WORK TO COMPLETE → Your task is to print all of the material verbatim.

-- -- --

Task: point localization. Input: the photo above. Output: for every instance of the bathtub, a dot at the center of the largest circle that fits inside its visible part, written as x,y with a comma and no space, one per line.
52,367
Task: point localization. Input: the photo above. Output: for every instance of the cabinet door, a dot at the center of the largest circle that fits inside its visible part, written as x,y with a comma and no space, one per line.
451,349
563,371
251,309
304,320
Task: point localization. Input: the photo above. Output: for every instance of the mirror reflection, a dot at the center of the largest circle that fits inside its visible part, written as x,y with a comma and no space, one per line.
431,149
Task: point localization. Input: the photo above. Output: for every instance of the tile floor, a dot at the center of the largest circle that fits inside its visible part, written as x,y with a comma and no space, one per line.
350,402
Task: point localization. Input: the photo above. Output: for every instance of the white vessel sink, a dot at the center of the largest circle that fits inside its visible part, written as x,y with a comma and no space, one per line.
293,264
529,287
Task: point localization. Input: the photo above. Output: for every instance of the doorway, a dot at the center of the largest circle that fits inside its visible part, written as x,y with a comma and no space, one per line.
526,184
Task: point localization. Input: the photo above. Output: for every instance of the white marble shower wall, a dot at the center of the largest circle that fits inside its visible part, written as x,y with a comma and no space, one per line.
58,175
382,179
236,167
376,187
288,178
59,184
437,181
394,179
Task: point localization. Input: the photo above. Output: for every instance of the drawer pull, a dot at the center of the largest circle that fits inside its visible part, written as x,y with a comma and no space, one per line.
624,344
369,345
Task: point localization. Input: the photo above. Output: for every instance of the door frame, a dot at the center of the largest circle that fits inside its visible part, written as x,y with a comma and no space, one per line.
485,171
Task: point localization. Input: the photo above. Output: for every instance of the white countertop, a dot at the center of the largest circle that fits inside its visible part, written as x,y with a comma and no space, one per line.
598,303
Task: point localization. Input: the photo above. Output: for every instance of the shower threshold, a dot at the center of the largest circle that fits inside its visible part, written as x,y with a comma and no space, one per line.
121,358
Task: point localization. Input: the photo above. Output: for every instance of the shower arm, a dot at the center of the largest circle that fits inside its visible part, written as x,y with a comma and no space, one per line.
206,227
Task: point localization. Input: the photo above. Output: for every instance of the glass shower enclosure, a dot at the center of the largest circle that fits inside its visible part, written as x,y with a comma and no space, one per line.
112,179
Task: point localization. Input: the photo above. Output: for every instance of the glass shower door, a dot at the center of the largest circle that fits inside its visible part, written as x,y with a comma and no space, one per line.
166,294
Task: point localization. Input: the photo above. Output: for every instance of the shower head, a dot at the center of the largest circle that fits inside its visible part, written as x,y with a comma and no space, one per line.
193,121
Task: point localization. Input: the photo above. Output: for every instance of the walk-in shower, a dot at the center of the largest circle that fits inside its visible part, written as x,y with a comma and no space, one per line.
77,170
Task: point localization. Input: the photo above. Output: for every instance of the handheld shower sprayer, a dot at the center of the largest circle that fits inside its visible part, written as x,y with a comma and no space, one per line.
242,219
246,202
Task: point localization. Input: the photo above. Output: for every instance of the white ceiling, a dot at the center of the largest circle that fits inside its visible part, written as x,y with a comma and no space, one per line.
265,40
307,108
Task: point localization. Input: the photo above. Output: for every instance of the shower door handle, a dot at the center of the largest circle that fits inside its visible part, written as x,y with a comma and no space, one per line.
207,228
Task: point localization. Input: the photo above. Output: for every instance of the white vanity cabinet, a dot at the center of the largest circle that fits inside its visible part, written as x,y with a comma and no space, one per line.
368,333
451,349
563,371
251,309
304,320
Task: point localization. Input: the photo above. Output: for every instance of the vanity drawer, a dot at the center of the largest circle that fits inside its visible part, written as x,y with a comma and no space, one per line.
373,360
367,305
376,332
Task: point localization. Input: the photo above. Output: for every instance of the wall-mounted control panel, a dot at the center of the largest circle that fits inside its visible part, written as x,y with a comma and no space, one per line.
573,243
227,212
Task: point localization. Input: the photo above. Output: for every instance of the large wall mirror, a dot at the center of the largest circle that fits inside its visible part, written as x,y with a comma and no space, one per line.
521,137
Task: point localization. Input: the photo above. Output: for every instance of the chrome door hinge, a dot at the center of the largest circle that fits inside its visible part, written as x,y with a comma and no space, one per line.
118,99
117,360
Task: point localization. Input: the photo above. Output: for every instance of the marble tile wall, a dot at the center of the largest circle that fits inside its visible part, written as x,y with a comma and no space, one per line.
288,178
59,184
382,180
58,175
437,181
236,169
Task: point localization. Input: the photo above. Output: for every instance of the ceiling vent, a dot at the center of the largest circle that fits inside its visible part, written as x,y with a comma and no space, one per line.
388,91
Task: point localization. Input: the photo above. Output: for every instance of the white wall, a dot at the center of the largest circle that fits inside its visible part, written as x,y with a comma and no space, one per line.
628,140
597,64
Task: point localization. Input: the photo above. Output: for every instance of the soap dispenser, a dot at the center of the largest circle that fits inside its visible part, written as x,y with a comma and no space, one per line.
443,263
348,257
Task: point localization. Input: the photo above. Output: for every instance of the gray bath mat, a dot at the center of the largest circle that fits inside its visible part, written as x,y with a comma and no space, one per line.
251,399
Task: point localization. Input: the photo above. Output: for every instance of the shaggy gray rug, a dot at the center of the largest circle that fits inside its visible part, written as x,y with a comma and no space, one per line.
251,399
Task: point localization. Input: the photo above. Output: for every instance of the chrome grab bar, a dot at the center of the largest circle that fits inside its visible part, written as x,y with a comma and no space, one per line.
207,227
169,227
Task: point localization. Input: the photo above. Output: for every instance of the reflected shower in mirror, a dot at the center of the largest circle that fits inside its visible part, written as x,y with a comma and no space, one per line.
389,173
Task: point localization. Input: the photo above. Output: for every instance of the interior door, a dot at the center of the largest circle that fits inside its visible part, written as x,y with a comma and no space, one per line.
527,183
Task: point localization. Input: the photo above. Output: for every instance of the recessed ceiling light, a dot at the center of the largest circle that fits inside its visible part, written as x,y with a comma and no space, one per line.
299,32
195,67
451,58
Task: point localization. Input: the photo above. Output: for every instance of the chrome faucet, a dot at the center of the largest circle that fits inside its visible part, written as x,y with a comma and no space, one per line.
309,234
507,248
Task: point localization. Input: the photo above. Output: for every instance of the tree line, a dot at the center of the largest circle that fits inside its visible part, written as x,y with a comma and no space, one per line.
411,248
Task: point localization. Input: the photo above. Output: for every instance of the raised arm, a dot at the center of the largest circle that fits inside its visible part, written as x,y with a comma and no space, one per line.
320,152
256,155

-- -- --

TASK ANSWER →
Task: point localization. Input: the photo above. Output: for every instance of the bathtub, a dot at the center of the largest circle that fits inside its visible part, written as x,y with a comma and no space, one per line.
52,367
Task: point localization. Input: the photo above. Output: for every instance of the cabinet door, a dot at the center of the largest circle that fits inside its visible part, written as x,y with a comma and no space, one per line.
451,349
563,371
251,309
304,320
Task: point localization. Input: the photo above. Output: for every instance of the mirror reflection, a dot at the center of the largest circle that fits inside its visible part, written as x,y with a comma and no space, one per line.
431,149
Task: point localization. Input: the photo above. Output: for every instance of the tile floor, a dot at the center of the largest circle that fits inside its visible part, written as x,y with a comma and no space, one per line.
350,402
Task: point localization. Input: the photo above. Output: for every instance of the white vessel sink, a dot at the center of the largest circle that fits inside its visible part, written as x,y with a comma and no space, one per line.
293,264
529,287
Task: point localization. Input: the photo above. Output: for every instance of the doorway, a dot at the center of the largest circle that fits inside its visible part, written as x,y with a comma and no space, one per line.
526,184
Task: point localization. Input: the photo above. Output: for every instance of the white marble shower wall, a dot at the center of the largest circle that fits inside its visible part, written as x,y with a comma and no space, one per line.
58,175
382,179
236,167
376,187
288,178
59,184
437,181
394,179
Task: point localization. Input: the photo above. Output: for every instance of the drawer pull, a dot at the center of the largest circle that fits inside its visible part, written as x,y with a comma and no space, one per line.
624,344
369,345
Task: point localization. Input: the photo above. Output: for every instance of the door frame, a dot at the center of the largest circle that fits inside its visible part, written as x,y with a comma and no space, one per line.
485,171
Task: point localization. Input: the photo above. Output: for every instance of the white countertop, a dot at the center of the largest circle that fits inside its visible part, written as x,y with a comma and no space, one per line.
598,303
Task: point localization. Input: the photo above. Output: for every instance of the shower threshold, a dot at the center of the largest circle that fits inside its visible part, written as x,y with a comma and no space, one per line.
121,358
Task: point localization. Input: the photo above. Output: for every instance of the shower arm, a dot at the center of the largest circle that fits inside its visible part, written as x,y with a comma and no space, one per line.
206,227
Task: point localization. Input: the photo above. Output: for every instance of the glass shower enclosure, a dot at the center of the largest circle that fits inside its visible part, written as x,y with a comma and no space, one per line.
112,179
Task: point localization. Input: the photo above. Output: for every instance of the glass shower door, a dot at the center of the largest circle that fits inside its visible part, written as x,y with a comma and no space, one per line.
166,294
Task: point localization. Input: the photo above. Output: for every instance of the shower head, a dot at the center of the largest circle that fits inside its visible part, written as x,y with a comma and no space, one per line.
193,121
Task: point localization. Input: the photo above. Output: for every instance of the walk-in shower, a dot at the center of the largest circle that fits inside its visible part, written as x,y with a comma and no space, one per line.
77,170
Task: point localization. Input: the photo above. Output: for every instance of the handheld shower sprayer, a dot at the center of the largest circle that fits inside its visible part, written as x,y with a comma and no space, one per line.
242,219
246,202
Task: point localization. Input: the photo above. Output: for every instance of the white ceiling, a dot at the center of the largest circle that fits inside its visible part, written as x,y with a comma and no space, one per line.
265,40
307,108
Task: point localization. Input: the photo above. Output: for every instance of the shower door handle, a dot at the center of the largest circle that fits inside its visible part, written as x,y with a comma and no space, one per line.
207,228
Task: point localization. Input: the photo above. Output: for every instance of the white vanity cabinet, a dot at the center of the largest circle that fits inside its visible part, written as x,y with a comma and no space, one per line.
368,333
451,349
563,371
251,309
304,320
Task: point localization. Input: the photo above. Output: for every instance of the vanity drawer, a dot at the center of the largest circle that fits inside its visible part, written as x,y with a comma and no space, one per line.
373,360
367,305
376,332
Task: point localization. Input: the photo above. Output: for every instance of the wall-mounted control panel, a dot at the center of the largest circle that fits inside its visible part, written as x,y with a comma and no space, one per line.
573,243
227,212
Task: point localization. Input: the photo above. Output: for every instance of the large wall mirror, a dot at the center of the largest circle that fits inside its visible part, written as x,y with a comma and no space, one per line.
521,137
Task: point localization. Input: the photo above. Output: for every instance of the chrome door hinge, a dot at the center of the largest circle that fits inside its visible part, written as x,y with a comma and no space, one per line.
118,99
117,360
Task: point localization. Input: the photo above. Output: for every instance of the marble tile wall, a dot at the center of the largest circle that fits inside its visible part, written as x,y with a comma and no space, one per line.
288,178
59,184
382,180
58,175
437,181
236,169
Task: point localization. Input: the photo above. Output: for every instance of the ceiling vent, a dot at the center of the largest circle that fits inside its visible part, written as x,y with a comma and no space, one per line.
388,91
Task: point localization. Input: the photo above. Output: for every instance of the white wall, a dot at the center of the largest circle that fits inside its visible part, written as x,y with a comma and no space, one per line.
628,140
597,64
Task: point localization. Input: the photo above. Output: for every instance of the soap dispenser, a dot at the center of the largest circle that fits inside its visible part, written as x,y with a comma and no space, one per line.
443,263
348,257
Task: point localization. Input: the photo above. Output: for every instance of the gray bath mat, a dot at the center of the largest circle that fits inside its visible part, written as x,y with a comma and no space, one per line.
251,399
Task: point localization. Input: the photo above. Output: for every instance of the shaggy gray rug, a dot at the center of the largest circle that fits inside its visible part, written as x,y with a comma and no space, one per line.
251,399
Task: point localization. Input: the photo above. Output: for every instance of the chrome grab bar, a dot at the center of the largest circle that fits inside its visible part, written as x,y with a comma and no space, one per line.
207,227
169,227
Task: point localization. Input: the photo above. Output: for every instance of the reflected shower in mirror, a dot at the center of the largest circle that fits inside its visible part, written as x,y with a comma and no space, one per line.
389,173
Task: point localization. Input: the photo above. Output: for every instance of the interior door, a dot at the center of the largest circle that fits inside its visible part, written as x,y with a comma and no space, one per line.
527,183
Task: point localization. Input: the photo above. Output: for every instance of the recessed ceiling light, a dot at the center of the largest circle that fits inside its visible part, written as x,y with a comma and no space, one per line.
299,32
195,67
451,58
Task: point localization. Input: the photo above. Output: for every instance of the chrome faucet, a dot at the center of the largest circle that fits inside its visible part, written as x,y with a comma and no space, one per line.
309,234
507,248
Task: point localization. Input: the photo above. Output: for every instance of the tree line, a dot at the center of the largest circle that fits inside its visible part, written as x,y with a comma and no space, one per line.
411,248
Task: point localization. Input: the photo above. Output: for every instance of the raised arm, a dot at the center of the largest circle that fits inside its visible part, written as x,y with a comma and no space, one per line.
320,152
256,155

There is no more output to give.